**任务要求**
从下列记录中提取所有包含字符串“black”的行，并逐行原样列出。匹配时区分大小写。

物体位置标注条目:
---------------

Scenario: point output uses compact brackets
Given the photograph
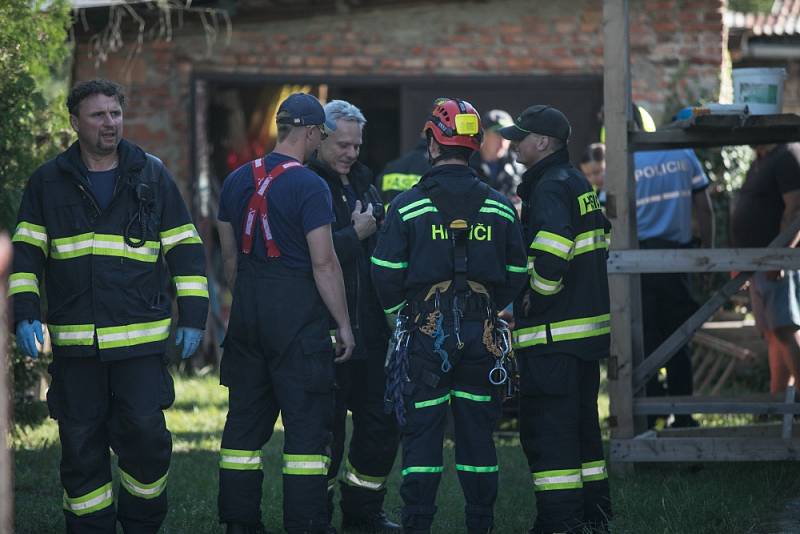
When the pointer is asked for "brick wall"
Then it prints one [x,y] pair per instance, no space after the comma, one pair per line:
[669,38]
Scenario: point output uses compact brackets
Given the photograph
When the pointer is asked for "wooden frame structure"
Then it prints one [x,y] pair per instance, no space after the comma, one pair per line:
[628,369]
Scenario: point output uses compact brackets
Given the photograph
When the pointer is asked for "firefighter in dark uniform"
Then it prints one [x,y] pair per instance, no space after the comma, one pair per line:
[494,163]
[562,328]
[275,220]
[97,221]
[449,256]
[361,381]
[404,172]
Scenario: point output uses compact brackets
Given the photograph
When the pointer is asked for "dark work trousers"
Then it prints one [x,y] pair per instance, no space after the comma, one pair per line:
[476,406]
[119,405]
[373,446]
[560,435]
[666,304]
[277,358]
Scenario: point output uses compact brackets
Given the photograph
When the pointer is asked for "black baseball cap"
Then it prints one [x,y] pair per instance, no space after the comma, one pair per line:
[496,119]
[302,109]
[539,119]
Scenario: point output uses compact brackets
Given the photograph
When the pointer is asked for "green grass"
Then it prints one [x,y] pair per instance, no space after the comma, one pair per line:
[668,499]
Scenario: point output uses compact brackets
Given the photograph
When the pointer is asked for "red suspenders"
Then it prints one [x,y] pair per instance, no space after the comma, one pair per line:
[259,207]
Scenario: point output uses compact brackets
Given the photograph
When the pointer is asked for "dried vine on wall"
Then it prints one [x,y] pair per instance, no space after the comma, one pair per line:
[170,17]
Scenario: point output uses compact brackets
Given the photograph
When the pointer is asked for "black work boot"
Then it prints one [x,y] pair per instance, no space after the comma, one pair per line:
[246,528]
[378,523]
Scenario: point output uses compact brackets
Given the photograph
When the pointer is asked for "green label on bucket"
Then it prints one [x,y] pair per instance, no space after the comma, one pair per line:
[759,93]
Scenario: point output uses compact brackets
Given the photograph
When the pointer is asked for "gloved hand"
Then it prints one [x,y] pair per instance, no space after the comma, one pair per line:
[26,332]
[191,338]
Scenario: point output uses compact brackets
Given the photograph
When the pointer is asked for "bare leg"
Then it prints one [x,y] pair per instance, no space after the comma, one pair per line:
[778,371]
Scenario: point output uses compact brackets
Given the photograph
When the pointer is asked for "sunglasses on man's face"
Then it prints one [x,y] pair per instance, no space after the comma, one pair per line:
[322,132]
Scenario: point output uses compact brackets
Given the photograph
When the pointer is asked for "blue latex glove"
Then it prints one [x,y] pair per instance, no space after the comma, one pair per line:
[26,332]
[191,338]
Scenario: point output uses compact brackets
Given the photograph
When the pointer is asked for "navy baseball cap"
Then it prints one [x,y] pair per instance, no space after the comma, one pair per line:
[302,109]
[542,120]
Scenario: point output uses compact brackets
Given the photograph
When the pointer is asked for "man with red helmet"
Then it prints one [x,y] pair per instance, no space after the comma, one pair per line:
[449,255]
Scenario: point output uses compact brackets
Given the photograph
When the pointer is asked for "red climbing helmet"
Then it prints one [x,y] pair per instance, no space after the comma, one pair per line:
[455,122]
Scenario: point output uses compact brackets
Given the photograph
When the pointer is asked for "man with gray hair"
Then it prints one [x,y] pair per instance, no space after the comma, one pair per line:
[361,380]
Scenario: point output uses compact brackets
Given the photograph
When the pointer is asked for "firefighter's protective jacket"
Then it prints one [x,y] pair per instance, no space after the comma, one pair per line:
[103,269]
[414,249]
[565,307]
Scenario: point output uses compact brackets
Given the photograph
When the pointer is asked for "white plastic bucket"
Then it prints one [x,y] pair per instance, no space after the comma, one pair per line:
[760,89]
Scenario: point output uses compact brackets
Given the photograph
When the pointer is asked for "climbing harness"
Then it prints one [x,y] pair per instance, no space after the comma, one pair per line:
[396,368]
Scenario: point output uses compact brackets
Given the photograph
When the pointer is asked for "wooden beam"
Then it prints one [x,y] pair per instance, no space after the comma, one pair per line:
[702,260]
[720,345]
[721,130]
[754,430]
[626,325]
[650,366]
[702,449]
[689,405]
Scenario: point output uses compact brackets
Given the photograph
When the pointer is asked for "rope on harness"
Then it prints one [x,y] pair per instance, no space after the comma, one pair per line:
[397,373]
[438,340]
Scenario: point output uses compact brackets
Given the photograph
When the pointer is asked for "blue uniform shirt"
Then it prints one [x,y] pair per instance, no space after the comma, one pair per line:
[102,186]
[299,202]
[665,181]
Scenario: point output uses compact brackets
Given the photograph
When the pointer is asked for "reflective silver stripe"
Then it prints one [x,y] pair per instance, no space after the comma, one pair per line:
[525,338]
[589,471]
[171,240]
[305,465]
[244,460]
[133,334]
[360,482]
[541,240]
[27,232]
[100,243]
[94,501]
[670,195]
[63,248]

---------------

**完整答案**
When the pointer is asked for "black baseball cap"
When the pointer is asked for "black work boot"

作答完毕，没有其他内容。